EXERCISE DESCRIPTION
Repeat, word for word, the stretch of lines from the one containing "Do you detect any white" through the final line.

Data taken from a collection:
______________________________
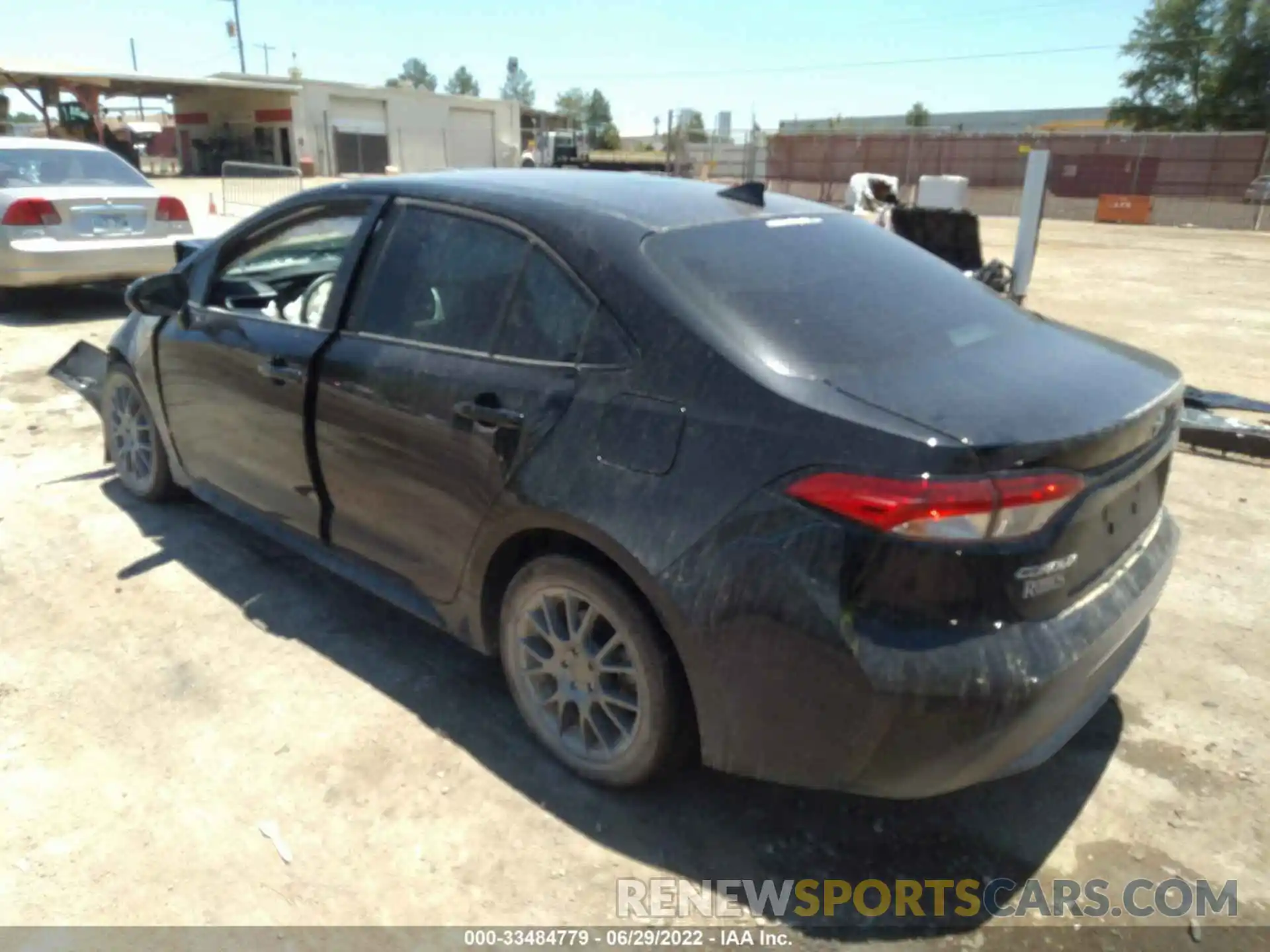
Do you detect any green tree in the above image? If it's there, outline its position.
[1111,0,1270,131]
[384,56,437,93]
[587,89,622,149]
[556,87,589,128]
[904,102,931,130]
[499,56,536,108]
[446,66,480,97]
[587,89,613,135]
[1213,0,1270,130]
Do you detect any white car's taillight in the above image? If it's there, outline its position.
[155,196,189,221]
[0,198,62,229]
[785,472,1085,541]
______________________________
CORRECT ANSWER
Do you detect any white car's taillight in the above image? If it's there, outline its position.
[155,196,189,221]
[0,198,62,229]
[785,472,1085,541]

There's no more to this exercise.